[Opening MATERIALS PROVIDED section]
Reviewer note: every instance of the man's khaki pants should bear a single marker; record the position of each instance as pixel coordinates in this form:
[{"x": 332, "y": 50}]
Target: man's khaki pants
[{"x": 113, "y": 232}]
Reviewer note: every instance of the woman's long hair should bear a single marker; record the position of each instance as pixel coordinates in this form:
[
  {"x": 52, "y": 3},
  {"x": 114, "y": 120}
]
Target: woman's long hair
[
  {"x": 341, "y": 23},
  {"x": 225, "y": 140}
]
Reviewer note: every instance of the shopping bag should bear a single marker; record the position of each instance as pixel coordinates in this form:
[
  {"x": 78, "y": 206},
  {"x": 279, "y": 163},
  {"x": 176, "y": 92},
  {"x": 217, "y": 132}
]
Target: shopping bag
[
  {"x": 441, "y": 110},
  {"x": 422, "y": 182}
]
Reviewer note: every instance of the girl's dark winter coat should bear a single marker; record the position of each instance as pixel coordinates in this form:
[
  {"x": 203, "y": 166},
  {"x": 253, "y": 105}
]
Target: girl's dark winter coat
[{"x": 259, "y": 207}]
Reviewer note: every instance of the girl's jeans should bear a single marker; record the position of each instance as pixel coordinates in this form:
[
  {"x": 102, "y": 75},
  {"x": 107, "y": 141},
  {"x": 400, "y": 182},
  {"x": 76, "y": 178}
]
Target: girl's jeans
[Closing MATERIALS PROVIDED section]
DESCRIPTION OF THE TASK -
Output every record exactly as written, with nothing dropped.

THE ANSWER -
Reviewer note: every instance of the man's khaki pants should bear a single marker; record the position of each instance as pixel coordinates in this form:
[{"x": 332, "y": 50}]
Target: man's khaki pants
[{"x": 113, "y": 232}]
Reviewer note: every instance of the woman's long hair should bear a single marker; record the position of each instance as pixel coordinates in this form:
[
  {"x": 52, "y": 3},
  {"x": 114, "y": 120}
]
Target: woman's long hair
[
  {"x": 341, "y": 23},
  {"x": 225, "y": 140}
]
Reviewer note: every instance of the shopping bag should bear a single marker; record the position of each instance as pixel coordinates in this form:
[
  {"x": 78, "y": 206},
  {"x": 279, "y": 163},
  {"x": 176, "y": 92},
  {"x": 217, "y": 132}
]
Target: shopping bag
[
  {"x": 441, "y": 110},
  {"x": 422, "y": 182}
]
Reviewer note: every instance of the girl's dark winter coat should bear a single marker; record the position of each instance as pixel coordinates in this form:
[
  {"x": 203, "y": 166},
  {"x": 253, "y": 105}
]
Target: girl's dark winter coat
[{"x": 259, "y": 207}]
Reviewer note: every instance of the girl's jeans should bear a single marker; record the position of each instance as pixel coordinates in this form:
[
  {"x": 102, "y": 75},
  {"x": 107, "y": 141},
  {"x": 400, "y": 182},
  {"x": 76, "y": 178}
]
Target: girl's jeans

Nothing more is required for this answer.